Dataset rows
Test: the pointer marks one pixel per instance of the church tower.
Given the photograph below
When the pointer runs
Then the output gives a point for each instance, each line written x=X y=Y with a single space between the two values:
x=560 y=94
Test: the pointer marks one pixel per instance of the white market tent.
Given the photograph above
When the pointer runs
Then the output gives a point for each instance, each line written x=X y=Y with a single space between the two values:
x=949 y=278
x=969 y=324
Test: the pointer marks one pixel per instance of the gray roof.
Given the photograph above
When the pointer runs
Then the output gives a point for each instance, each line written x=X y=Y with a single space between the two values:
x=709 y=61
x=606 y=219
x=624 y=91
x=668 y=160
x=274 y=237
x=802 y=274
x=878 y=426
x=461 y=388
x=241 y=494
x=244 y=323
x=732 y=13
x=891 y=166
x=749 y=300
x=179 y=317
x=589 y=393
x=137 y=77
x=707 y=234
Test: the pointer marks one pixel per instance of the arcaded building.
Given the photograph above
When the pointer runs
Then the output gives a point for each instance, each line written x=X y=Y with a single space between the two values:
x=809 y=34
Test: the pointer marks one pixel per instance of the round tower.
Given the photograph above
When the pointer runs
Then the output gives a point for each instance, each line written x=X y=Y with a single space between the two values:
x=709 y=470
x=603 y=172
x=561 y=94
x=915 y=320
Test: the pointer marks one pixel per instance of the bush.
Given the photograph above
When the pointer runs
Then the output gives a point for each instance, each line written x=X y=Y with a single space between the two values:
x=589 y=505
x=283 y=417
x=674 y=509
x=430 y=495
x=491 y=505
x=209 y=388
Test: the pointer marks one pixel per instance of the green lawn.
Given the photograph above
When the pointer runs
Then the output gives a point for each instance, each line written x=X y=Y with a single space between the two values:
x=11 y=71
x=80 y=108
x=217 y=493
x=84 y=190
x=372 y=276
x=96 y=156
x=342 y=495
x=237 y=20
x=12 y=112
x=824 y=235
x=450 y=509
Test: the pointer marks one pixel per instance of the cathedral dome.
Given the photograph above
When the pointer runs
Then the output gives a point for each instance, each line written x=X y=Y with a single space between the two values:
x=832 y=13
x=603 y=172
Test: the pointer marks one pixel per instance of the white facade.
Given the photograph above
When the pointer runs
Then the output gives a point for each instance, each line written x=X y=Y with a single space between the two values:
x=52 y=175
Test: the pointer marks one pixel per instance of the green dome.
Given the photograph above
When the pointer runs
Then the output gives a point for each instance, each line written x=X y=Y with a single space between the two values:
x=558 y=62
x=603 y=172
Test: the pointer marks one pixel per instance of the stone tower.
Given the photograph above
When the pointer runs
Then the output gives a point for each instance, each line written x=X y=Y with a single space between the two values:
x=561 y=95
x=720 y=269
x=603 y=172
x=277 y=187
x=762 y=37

→ **To do**:
Can you write out everything from the line containing "Test: the pointer marks one pixel per instance of the bush." down to the end of the entries, requests included, with every x and y coordinate in the answers scaled by 1.95 and rounded to a whole number, halves rounding up?

→ **Response for this exercise**:
Test: the pointer marks one pixel per instance of the bush.
Given the photograph above
When the pointer runs
Then the output gives a point for each instance, each line written x=X y=Y with a single space between the two values:
x=1149 y=985
x=552 y=813
x=1314 y=993
x=839 y=965
x=957 y=985
x=408 y=757
Test: the pointer marks one pixel per instance of the green lawn.
Given the photograph above
When the pointer runs
Then the output gives a point for each instance, each line written x=X y=Y with a single space between the two values:
x=21 y=138
x=156 y=211
x=423 y=961
x=164 y=371
x=725 y=538
x=187 y=304
x=667 y=965
x=462 y=39
x=23 y=218
x=1607 y=458
x=878 y=993
Test: the pointer marks one pixel per instance of the cathedral dome.
Given the photograph above
When the pointer runs
Then the output gives a point for each instance, each line written x=X y=Y with a single space between the two values:
x=1622 y=25
x=1176 y=335
Test: the pointer marks one pixel per instance of the white facade.
Given the photograph above
When the pointer runs
Then the output gives a point for each instance, each line written x=X y=Y with a single space between the two values:
x=101 y=341
Test: the pointer marks one pixel per instance of the green dome.
Given the photograph above
When the pointer runs
Then the output gives a point for each instance, each line written x=X y=Y with a single space between the two values:
x=1088 y=121
x=1176 y=335
Test: the pointer marks one pixel per instance of the stone tower.
Given the photograph above
When the pointer runs
Then the output gives a point for each instance, each line written x=X y=Y with a single space between the two values:
x=1094 y=185
x=1404 y=525
x=1176 y=335
x=540 y=365
x=1486 y=72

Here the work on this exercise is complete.